Entries from an annotation dataset:
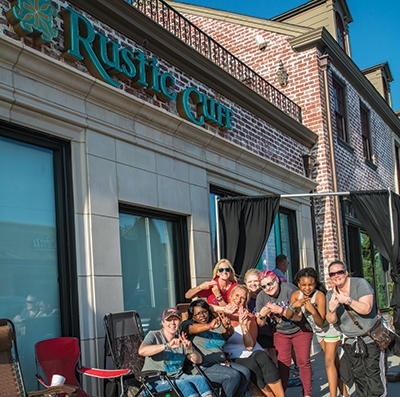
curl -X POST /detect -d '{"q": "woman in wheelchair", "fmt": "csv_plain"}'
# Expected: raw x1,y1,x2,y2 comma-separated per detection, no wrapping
182,299,251,397
139,307,212,397
224,285,285,397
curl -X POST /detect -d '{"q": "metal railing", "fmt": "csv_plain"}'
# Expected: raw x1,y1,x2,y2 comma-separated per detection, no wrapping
124,0,301,122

* Work required: Quote all of the records above word for word, leaving out the pictures.

* Written response:
curl -X POST /detect -d '{"q": "woman in wheelchair", "fmt": "csv_plain"}'
# Expected: raw x1,y1,x2,y2 comma-separated per detection, no wrapping
182,299,251,397
139,307,212,397
224,285,285,397
curl -X POST /detect -d '{"q": "metal railing", "fmt": "csv_plain"}'
# Expected: raw x1,y1,x2,y2 comma-separated per detection, no wrapping
124,0,301,122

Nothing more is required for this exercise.